[Dataset entries]
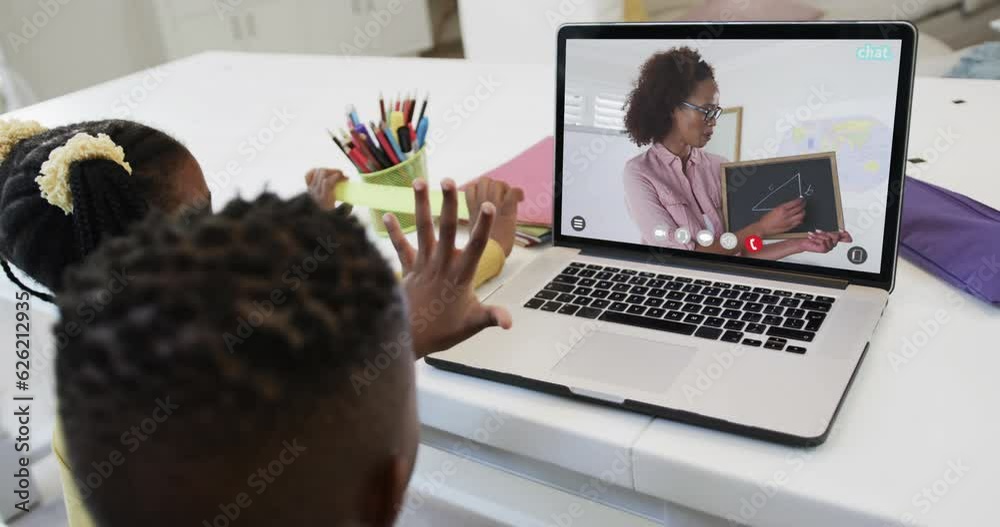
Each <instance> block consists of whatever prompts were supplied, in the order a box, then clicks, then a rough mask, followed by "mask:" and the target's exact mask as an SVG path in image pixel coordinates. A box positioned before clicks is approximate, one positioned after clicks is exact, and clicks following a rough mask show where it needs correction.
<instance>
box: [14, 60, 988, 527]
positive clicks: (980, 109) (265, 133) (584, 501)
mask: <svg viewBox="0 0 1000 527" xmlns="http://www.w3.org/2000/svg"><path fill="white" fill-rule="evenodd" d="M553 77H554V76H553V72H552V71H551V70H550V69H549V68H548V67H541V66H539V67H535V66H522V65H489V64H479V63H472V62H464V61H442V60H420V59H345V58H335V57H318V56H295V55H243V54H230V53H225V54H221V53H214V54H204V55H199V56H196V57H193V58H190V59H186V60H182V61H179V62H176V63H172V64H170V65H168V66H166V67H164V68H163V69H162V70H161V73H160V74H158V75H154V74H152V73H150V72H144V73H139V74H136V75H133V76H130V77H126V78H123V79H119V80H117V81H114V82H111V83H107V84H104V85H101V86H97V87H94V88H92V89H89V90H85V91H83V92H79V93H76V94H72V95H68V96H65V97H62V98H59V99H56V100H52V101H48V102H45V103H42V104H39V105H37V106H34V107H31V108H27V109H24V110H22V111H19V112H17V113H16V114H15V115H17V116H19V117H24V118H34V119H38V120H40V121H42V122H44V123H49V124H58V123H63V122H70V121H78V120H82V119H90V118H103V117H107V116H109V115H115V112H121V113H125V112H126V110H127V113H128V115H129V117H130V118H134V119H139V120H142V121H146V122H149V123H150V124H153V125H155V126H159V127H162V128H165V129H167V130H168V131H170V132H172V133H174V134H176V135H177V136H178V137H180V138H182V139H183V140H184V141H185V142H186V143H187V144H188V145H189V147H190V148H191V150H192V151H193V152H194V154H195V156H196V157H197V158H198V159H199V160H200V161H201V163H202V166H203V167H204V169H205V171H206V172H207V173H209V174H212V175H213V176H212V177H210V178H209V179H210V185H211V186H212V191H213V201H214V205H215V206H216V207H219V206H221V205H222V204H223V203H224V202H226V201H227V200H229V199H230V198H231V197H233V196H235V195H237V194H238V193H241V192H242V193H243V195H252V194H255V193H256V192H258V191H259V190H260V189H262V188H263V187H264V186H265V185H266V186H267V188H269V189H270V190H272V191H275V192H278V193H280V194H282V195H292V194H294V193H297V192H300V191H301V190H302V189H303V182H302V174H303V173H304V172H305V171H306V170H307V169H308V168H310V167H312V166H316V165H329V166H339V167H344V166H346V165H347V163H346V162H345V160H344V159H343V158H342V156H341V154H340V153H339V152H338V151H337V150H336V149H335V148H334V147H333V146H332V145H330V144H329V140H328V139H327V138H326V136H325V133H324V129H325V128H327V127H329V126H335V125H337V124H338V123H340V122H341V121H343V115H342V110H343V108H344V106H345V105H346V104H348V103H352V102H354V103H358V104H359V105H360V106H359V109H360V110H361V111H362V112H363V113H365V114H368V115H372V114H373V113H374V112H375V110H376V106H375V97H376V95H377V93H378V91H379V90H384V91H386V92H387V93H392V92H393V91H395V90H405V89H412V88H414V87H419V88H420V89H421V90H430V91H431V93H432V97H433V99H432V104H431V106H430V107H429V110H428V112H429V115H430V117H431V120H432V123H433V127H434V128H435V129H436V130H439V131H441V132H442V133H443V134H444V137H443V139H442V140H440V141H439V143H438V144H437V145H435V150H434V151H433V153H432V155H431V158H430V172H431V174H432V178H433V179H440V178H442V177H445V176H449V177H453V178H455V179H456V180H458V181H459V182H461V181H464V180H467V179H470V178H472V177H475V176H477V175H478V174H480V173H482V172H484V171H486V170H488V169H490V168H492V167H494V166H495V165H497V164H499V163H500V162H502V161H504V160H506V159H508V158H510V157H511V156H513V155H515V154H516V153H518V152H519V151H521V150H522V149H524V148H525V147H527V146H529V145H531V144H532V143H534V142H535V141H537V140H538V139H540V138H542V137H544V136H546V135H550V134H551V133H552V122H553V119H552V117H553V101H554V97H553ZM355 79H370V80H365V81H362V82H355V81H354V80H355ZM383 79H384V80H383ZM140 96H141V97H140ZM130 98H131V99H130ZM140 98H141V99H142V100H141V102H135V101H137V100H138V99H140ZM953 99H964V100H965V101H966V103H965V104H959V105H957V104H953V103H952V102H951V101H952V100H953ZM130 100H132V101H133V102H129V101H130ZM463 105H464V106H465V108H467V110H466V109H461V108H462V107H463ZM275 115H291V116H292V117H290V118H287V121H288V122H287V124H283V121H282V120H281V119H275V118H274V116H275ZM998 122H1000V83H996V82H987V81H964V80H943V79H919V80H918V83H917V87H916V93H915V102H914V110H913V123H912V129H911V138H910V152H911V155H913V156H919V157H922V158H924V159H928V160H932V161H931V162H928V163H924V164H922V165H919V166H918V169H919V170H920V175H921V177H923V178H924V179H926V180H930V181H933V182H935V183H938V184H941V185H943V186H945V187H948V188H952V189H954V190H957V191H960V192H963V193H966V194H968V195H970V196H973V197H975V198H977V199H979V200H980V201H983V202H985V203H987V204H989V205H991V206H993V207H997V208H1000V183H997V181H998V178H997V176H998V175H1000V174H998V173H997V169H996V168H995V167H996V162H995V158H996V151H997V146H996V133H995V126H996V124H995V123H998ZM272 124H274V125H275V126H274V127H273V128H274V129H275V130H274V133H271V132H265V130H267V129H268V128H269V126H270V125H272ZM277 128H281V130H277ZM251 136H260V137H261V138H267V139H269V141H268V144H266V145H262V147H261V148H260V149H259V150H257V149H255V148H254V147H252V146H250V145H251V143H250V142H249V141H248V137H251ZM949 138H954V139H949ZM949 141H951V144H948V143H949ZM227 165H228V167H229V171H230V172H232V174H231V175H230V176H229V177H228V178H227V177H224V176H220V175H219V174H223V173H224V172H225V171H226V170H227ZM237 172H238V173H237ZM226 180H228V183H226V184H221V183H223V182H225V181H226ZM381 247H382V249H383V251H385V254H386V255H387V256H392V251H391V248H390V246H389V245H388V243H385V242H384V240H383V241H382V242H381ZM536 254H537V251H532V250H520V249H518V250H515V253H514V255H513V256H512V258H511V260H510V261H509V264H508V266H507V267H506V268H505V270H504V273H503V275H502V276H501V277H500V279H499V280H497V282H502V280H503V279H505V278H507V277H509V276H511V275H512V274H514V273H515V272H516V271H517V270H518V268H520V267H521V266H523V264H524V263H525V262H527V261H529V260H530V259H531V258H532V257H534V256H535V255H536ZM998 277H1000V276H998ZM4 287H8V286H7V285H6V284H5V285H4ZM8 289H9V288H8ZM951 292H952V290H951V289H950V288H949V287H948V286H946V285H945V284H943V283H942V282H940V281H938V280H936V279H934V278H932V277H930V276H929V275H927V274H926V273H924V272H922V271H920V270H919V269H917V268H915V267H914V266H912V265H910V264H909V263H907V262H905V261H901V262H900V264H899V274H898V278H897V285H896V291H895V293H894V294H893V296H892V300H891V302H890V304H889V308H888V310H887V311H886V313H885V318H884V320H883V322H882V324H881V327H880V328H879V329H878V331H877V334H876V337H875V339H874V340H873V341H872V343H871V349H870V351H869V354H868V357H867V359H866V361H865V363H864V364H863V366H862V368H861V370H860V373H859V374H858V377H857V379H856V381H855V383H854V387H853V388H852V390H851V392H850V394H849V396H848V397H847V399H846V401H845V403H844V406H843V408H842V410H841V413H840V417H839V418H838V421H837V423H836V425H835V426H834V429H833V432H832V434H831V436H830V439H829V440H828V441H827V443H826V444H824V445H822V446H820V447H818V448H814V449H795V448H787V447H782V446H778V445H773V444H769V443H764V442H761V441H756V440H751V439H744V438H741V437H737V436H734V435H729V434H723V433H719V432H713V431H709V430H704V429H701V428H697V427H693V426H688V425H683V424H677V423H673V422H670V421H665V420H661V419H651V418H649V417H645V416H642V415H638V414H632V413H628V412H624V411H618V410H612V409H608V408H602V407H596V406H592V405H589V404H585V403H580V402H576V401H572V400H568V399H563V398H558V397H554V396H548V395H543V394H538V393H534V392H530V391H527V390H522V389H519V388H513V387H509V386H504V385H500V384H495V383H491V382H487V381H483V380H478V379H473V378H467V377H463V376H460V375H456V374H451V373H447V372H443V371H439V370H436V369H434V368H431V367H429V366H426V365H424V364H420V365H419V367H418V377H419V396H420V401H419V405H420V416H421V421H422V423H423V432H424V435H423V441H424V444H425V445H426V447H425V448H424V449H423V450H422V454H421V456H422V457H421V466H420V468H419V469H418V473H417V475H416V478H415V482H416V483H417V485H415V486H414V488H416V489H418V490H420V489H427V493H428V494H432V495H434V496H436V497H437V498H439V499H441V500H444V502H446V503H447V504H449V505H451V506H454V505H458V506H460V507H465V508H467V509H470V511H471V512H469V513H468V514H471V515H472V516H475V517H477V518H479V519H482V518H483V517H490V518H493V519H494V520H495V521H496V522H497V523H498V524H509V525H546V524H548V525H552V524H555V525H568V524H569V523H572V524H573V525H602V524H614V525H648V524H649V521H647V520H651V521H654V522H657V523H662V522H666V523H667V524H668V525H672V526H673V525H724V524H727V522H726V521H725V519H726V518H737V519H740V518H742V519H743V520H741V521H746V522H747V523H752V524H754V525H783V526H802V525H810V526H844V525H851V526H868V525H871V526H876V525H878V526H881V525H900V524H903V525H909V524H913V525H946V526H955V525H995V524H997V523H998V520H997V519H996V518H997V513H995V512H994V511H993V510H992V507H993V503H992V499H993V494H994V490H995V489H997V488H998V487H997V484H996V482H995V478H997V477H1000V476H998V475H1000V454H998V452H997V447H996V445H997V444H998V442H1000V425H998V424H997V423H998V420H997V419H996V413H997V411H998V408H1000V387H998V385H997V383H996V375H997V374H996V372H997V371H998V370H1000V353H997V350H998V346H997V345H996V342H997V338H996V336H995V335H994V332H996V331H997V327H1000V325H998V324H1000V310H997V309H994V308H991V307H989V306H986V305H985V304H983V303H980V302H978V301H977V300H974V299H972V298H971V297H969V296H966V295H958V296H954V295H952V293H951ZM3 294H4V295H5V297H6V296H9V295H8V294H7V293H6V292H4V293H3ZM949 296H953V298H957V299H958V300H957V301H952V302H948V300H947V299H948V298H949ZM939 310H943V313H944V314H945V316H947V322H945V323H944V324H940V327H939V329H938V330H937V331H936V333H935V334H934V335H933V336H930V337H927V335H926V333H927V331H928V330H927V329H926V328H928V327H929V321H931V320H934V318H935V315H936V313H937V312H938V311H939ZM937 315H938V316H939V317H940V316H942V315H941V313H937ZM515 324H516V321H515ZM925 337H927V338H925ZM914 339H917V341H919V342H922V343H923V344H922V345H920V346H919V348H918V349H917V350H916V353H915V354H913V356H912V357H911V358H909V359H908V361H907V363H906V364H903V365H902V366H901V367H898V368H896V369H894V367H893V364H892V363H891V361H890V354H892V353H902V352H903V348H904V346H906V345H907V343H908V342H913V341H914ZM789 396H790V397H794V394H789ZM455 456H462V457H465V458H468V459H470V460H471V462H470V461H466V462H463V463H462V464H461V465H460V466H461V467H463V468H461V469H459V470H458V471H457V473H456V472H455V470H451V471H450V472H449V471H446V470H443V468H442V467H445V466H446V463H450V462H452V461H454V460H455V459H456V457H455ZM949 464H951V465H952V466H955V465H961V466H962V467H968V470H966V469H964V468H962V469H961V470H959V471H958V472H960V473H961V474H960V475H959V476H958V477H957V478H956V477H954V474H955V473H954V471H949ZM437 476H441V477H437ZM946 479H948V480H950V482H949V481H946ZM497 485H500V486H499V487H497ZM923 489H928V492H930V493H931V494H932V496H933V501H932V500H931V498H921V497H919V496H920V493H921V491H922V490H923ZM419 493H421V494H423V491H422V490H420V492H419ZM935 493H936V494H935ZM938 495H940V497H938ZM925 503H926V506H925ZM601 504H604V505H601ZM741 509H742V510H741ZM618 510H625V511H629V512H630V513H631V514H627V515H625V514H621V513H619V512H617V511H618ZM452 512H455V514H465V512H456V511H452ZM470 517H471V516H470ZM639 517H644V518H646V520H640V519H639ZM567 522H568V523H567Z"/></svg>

---

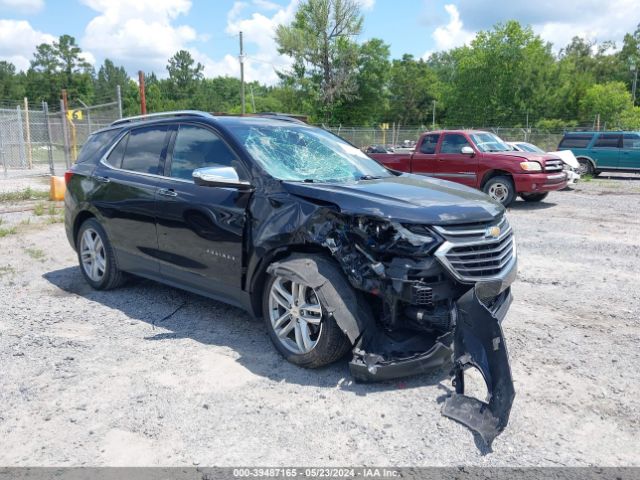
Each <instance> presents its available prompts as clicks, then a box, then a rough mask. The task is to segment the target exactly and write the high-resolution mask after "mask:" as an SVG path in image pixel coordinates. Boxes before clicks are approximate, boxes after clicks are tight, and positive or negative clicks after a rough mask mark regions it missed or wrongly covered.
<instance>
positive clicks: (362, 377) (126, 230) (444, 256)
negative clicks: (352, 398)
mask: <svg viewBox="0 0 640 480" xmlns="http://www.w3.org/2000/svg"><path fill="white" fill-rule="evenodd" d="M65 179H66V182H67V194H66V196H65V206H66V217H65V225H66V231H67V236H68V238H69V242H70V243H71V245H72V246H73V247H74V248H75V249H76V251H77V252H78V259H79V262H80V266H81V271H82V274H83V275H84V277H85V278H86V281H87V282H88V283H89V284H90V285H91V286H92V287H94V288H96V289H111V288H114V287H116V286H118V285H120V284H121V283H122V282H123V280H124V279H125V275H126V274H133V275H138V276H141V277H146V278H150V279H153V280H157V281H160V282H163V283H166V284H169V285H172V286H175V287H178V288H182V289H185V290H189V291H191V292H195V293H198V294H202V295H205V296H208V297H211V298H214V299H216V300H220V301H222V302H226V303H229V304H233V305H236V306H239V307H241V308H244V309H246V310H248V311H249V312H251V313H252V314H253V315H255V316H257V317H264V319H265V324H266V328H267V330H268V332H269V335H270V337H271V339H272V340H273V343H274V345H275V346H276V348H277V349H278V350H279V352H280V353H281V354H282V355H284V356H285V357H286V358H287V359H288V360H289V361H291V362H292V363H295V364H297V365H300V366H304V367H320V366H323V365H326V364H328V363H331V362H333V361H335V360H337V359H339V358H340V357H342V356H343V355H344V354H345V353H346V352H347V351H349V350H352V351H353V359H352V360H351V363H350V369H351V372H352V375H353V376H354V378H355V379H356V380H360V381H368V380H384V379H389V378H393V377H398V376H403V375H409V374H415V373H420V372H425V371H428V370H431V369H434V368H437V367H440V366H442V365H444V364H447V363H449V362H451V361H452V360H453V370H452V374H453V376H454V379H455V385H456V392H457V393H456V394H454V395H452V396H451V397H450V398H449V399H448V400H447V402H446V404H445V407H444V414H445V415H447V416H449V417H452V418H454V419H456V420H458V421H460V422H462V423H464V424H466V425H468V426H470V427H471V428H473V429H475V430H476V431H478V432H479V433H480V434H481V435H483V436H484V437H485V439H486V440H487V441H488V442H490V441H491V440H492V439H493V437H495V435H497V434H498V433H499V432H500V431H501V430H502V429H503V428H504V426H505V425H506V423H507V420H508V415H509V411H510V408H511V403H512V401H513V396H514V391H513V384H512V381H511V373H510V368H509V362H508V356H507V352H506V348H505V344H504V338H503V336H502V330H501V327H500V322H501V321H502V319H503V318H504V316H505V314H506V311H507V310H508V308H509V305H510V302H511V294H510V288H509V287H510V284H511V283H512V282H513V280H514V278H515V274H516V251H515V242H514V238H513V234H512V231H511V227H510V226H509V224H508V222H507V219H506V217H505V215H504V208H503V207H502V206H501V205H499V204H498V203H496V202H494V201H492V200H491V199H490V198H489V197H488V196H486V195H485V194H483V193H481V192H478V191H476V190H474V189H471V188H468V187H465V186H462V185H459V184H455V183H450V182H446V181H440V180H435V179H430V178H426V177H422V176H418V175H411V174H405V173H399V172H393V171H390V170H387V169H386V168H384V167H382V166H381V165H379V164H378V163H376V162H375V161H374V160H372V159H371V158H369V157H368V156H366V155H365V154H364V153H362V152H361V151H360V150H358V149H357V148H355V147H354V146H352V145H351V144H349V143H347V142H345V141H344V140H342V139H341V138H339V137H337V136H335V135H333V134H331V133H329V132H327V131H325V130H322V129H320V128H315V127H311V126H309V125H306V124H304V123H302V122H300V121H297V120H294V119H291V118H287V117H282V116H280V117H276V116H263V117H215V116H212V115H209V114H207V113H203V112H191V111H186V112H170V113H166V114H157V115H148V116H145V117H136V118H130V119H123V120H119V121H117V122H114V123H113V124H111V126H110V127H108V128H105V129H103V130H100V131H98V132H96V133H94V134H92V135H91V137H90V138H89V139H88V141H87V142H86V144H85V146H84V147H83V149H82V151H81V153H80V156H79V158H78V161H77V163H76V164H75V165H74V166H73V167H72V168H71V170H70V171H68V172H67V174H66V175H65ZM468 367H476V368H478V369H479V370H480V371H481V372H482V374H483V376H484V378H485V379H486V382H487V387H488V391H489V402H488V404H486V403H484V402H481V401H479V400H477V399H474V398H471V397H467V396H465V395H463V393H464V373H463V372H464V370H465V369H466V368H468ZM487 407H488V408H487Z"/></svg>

# What the task asks
In the entries, find every line holding "Each" and copy it.

# Output for this task
Each <instance> block consists of whatever prompts were supplied, in the order a box, then clicks, then a rough mask, followed by "mask:" and the target's exact mask as an SVG path in image pixel coordinates. A box positioned before clicks is approximate, one positioned after clicks is exact, and clicks following a rough mask show where it needs correction.
Each <instance> presents its available prompts as clicks, then a box, then a rough mask. The task is to segment the target exactly and write the high-resolution mask after "mask:" as an SVG path in image pixel coordinates. Boxes before clicks are approximate, boxes after clicks are tight, and positive or negative clicks after a rough mask mark regions it missed or wrongly covered.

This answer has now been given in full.